* begin *
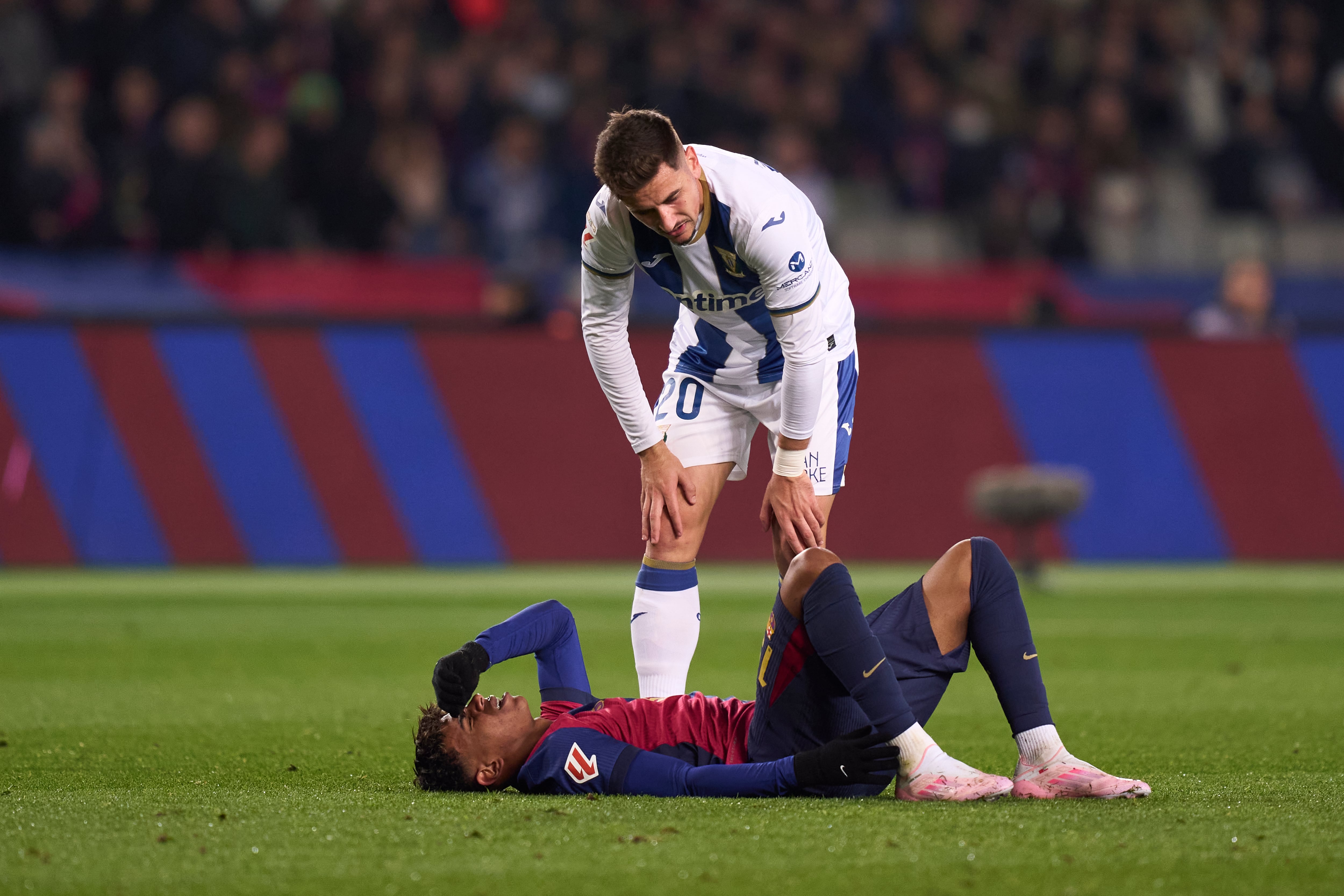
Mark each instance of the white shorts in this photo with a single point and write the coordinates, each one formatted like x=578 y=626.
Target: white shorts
x=712 y=424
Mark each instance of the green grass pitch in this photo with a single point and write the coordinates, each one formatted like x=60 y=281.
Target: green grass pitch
x=249 y=731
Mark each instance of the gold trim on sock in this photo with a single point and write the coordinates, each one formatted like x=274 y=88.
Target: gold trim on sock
x=667 y=565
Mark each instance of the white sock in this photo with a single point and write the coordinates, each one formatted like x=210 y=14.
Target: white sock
x=664 y=628
x=1038 y=746
x=921 y=754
* end *
*Exercise:* Please quote every row above word for word, leaving the pictures out of your answer.

*Reply:*
Mark each instance of the white shorts in this photo with a single point and write the coordinates, each one formatted like x=578 y=626.
Target: white shorts
x=712 y=424
Mark each instance of the green grass pitch in this photo with a single point and write the coordinates, each one formatted like x=60 y=281.
Target: green grass pitch
x=249 y=731
Mark each instance of the gold trim on sock in this photo with a single point and write the coordinates, each one formatted like x=274 y=88.
Target: gold trim on sock
x=667 y=565
Mark each instance of the white sock in this photo with a single point and write the coordinates, each one formatted like x=210 y=14.
Target: white sock
x=664 y=628
x=1038 y=746
x=921 y=754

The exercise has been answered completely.